▶ _Requirements_:
Please count the lines in the records below that contain the string "hillside", treating uppercase and lowercase as different. Reply with the number alone.

▶ _Data in this exercise_:
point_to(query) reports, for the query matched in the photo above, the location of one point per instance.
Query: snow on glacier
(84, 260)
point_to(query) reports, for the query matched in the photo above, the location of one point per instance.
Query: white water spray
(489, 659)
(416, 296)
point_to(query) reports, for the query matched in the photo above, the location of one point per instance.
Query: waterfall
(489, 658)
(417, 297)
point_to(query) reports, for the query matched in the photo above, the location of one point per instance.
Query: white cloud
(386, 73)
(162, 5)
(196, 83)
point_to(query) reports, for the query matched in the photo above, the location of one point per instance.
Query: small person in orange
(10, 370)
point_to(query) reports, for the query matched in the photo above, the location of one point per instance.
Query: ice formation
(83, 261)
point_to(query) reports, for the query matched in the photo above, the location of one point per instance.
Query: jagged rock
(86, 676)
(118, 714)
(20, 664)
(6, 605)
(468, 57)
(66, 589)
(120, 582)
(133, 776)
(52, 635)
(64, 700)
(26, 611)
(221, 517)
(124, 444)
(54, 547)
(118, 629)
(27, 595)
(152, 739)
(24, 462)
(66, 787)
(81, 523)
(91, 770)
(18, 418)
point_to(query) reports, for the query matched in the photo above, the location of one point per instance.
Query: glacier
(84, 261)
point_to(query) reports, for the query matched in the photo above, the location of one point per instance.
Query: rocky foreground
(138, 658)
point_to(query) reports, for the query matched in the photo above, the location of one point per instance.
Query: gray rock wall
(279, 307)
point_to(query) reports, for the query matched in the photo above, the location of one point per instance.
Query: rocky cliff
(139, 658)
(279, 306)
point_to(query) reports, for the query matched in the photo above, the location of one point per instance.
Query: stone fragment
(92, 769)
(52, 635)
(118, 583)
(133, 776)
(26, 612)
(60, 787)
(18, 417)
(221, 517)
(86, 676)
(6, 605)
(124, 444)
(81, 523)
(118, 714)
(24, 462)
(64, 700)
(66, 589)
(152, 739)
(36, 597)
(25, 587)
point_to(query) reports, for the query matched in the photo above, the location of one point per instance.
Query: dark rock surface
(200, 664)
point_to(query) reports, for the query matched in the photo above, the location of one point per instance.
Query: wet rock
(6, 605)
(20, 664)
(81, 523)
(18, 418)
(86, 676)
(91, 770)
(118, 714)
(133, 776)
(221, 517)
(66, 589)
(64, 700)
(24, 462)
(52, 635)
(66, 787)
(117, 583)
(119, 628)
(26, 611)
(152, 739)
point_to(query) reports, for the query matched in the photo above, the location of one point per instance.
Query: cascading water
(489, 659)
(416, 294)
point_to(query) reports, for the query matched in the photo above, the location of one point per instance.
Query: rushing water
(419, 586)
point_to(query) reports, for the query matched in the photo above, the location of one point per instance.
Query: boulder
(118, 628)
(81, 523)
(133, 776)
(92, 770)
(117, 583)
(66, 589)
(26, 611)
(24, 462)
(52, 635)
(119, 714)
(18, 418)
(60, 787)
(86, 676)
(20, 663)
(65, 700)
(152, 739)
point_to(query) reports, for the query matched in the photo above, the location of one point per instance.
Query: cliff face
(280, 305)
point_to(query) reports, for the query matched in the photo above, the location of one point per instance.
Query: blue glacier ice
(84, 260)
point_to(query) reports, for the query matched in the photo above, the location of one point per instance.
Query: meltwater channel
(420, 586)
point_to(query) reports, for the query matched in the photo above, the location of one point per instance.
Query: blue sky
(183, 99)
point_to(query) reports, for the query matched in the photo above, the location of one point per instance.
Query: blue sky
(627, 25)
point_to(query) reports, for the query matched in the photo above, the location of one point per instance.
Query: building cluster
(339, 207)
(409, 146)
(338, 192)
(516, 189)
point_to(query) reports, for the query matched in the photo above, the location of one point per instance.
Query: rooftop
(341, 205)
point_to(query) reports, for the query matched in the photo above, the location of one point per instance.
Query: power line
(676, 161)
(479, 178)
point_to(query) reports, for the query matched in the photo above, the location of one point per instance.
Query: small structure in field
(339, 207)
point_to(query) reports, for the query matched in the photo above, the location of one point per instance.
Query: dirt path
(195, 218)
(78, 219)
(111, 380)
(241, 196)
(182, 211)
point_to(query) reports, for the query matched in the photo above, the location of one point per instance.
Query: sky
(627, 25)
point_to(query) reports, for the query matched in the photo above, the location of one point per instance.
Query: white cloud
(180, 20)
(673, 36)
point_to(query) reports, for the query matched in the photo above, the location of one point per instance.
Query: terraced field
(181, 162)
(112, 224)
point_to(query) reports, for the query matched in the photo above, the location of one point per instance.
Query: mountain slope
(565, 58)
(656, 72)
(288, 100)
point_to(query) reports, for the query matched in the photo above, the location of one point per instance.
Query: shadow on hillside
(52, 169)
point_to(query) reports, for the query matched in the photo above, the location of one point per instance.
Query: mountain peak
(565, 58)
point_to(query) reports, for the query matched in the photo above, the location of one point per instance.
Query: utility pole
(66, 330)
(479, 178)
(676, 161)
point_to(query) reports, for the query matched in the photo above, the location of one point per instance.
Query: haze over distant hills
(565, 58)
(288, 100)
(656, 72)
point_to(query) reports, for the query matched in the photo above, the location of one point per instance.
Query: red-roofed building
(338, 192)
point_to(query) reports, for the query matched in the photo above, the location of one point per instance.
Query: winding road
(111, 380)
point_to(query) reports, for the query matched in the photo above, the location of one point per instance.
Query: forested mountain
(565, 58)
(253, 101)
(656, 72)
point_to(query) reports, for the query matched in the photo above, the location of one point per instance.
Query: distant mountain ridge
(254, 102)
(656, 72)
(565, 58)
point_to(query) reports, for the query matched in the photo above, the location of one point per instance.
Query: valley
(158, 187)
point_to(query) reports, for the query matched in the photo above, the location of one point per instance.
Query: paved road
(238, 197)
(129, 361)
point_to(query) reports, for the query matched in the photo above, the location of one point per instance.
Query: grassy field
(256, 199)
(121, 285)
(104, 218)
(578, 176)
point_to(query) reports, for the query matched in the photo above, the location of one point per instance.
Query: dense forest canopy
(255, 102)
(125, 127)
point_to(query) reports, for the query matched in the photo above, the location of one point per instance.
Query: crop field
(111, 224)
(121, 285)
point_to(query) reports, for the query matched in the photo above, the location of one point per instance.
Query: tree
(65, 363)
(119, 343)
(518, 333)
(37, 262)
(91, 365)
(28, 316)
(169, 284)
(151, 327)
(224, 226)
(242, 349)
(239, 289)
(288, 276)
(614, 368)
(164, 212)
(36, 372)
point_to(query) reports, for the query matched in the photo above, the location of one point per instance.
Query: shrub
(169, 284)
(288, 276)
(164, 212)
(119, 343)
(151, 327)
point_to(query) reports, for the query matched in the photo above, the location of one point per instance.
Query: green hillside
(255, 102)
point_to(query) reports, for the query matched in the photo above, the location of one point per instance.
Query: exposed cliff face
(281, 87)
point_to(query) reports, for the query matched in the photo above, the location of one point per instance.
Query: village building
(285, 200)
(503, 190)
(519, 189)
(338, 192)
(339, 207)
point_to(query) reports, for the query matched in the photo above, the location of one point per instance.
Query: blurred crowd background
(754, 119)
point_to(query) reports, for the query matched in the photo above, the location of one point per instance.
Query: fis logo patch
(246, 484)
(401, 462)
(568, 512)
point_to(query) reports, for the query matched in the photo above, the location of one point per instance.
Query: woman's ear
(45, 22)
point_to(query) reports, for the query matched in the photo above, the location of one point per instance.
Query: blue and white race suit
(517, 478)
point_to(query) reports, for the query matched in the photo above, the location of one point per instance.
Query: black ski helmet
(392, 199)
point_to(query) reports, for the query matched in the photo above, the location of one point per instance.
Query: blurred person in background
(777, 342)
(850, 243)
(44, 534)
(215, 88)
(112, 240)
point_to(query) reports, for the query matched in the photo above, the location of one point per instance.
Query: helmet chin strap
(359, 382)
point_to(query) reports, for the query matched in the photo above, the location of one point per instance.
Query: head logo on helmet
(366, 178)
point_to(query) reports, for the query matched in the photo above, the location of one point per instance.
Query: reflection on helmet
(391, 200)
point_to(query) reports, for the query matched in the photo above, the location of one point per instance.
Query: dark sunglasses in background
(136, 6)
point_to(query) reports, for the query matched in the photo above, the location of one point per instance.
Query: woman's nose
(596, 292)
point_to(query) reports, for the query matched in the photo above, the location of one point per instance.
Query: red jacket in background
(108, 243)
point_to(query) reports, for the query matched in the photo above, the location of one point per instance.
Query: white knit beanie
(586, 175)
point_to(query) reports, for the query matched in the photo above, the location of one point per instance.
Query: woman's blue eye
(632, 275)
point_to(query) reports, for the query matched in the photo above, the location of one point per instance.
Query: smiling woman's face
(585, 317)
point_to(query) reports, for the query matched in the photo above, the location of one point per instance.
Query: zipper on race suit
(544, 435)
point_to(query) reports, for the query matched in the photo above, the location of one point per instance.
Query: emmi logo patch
...
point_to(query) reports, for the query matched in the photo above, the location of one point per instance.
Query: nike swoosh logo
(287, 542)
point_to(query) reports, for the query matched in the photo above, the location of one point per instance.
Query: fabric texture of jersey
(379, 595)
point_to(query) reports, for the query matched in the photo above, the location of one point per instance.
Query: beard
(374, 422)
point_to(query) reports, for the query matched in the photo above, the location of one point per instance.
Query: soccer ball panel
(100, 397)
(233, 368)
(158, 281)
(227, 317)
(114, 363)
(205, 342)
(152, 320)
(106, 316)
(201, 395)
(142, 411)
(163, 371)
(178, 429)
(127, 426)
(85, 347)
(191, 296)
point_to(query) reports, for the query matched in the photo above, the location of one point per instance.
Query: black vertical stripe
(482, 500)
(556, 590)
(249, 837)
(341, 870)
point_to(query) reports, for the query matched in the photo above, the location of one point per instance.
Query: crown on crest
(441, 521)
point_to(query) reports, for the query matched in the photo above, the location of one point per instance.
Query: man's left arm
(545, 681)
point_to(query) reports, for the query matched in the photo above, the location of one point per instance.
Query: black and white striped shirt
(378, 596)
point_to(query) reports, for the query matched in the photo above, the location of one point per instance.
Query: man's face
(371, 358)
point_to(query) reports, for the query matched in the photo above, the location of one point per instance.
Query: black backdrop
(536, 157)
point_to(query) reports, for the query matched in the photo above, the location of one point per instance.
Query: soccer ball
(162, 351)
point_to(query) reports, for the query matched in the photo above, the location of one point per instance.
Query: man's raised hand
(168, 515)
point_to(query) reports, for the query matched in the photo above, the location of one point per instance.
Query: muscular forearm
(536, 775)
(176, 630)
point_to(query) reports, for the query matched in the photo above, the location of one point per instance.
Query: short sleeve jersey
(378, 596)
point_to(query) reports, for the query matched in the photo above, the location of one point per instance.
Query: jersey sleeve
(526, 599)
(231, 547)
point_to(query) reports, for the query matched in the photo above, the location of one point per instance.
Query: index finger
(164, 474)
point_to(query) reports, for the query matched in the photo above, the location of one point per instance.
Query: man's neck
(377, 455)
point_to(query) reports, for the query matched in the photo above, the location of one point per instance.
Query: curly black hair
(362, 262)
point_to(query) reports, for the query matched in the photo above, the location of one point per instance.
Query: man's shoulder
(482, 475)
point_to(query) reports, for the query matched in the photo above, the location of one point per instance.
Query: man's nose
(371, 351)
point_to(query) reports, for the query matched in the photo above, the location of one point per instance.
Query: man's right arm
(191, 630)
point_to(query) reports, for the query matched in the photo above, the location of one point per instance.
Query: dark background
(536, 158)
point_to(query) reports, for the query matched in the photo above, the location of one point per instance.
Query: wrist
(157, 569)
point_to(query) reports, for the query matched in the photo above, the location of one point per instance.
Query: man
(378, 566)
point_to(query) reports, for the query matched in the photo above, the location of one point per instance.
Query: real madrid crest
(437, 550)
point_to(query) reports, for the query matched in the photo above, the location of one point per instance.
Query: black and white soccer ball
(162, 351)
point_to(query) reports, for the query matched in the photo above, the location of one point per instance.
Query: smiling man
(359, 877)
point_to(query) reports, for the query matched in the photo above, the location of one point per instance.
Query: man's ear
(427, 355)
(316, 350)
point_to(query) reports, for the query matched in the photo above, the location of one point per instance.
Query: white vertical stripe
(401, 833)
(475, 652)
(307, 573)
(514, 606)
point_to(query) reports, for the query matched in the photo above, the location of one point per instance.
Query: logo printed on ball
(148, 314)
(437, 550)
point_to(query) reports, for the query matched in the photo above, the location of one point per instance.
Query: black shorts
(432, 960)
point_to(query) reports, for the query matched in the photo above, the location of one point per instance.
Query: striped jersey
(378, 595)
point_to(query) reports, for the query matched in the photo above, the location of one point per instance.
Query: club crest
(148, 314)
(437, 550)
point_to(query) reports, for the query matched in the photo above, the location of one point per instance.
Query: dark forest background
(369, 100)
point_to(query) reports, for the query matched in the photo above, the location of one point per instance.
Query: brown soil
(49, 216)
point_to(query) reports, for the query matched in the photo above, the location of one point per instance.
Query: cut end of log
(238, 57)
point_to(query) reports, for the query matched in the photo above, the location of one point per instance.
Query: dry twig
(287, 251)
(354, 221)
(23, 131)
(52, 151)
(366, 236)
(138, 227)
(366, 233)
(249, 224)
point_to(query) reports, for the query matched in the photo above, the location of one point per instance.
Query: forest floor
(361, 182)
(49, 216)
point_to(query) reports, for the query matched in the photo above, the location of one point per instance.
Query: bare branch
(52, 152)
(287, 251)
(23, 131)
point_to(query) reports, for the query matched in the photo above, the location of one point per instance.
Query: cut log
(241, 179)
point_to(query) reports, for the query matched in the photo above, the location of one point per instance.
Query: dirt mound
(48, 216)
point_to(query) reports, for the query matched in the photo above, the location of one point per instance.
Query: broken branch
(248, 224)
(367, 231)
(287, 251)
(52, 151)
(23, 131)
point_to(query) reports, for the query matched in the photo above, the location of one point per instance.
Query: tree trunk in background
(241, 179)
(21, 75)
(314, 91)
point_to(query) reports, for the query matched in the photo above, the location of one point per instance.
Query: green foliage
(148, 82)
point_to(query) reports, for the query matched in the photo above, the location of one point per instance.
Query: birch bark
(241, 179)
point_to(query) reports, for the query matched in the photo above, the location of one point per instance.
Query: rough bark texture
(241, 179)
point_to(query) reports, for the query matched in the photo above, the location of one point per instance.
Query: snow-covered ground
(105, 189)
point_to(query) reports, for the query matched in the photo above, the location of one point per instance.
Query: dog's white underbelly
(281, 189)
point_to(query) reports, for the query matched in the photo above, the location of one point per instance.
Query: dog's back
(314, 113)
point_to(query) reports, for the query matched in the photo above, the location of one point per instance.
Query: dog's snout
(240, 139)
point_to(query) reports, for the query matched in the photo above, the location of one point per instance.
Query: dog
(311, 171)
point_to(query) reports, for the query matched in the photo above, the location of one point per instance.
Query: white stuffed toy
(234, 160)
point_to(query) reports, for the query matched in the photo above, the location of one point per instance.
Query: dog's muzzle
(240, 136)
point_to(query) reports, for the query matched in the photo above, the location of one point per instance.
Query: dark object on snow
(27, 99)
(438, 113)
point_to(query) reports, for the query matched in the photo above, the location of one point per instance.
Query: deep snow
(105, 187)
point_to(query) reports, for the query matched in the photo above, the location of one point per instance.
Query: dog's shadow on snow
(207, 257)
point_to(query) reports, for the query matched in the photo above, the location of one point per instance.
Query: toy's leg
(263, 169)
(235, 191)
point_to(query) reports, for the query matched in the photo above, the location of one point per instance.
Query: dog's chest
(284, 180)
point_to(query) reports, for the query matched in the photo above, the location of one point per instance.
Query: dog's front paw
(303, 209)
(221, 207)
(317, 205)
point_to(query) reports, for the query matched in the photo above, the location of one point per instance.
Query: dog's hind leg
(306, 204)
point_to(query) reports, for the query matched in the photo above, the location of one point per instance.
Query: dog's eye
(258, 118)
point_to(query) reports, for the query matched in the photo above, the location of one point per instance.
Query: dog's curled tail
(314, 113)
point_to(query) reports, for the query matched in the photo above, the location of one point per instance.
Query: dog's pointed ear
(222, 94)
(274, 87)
...
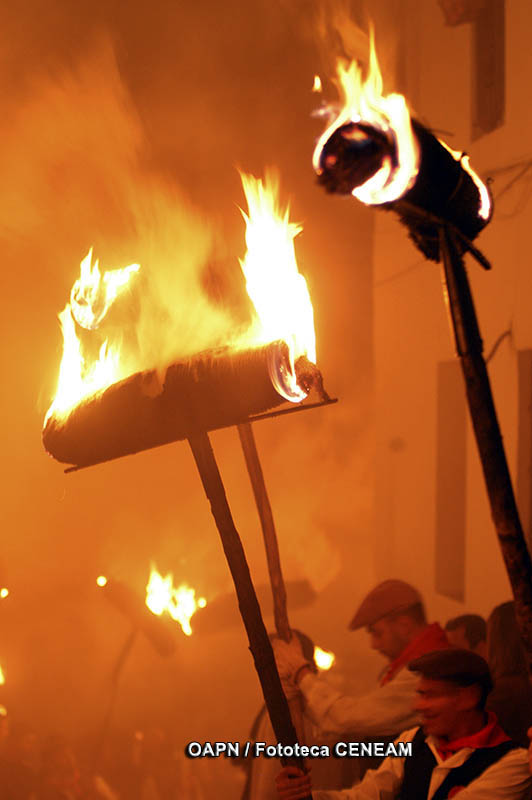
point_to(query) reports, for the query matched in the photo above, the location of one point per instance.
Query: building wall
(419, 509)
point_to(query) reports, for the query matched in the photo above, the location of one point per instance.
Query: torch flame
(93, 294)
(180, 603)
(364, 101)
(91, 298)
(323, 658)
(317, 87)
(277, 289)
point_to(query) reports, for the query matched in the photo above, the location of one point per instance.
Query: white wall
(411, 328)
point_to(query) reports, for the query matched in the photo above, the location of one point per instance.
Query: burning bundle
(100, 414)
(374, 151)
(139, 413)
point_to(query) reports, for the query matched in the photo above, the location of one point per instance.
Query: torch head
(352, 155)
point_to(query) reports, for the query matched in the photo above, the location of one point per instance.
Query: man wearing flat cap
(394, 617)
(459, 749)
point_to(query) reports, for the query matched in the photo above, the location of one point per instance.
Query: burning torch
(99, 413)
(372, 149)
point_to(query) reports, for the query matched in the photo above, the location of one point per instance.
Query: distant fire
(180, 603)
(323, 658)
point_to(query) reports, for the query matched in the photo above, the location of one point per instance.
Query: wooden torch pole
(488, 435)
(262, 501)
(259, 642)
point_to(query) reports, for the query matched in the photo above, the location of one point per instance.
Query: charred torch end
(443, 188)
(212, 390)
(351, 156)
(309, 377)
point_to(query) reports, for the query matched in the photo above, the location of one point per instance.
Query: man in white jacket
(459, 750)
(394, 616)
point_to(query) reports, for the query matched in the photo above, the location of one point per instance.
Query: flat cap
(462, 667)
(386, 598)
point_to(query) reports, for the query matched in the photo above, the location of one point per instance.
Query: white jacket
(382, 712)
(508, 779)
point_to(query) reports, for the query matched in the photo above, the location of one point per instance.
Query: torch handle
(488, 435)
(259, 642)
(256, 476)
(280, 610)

▶ _Task response_:
2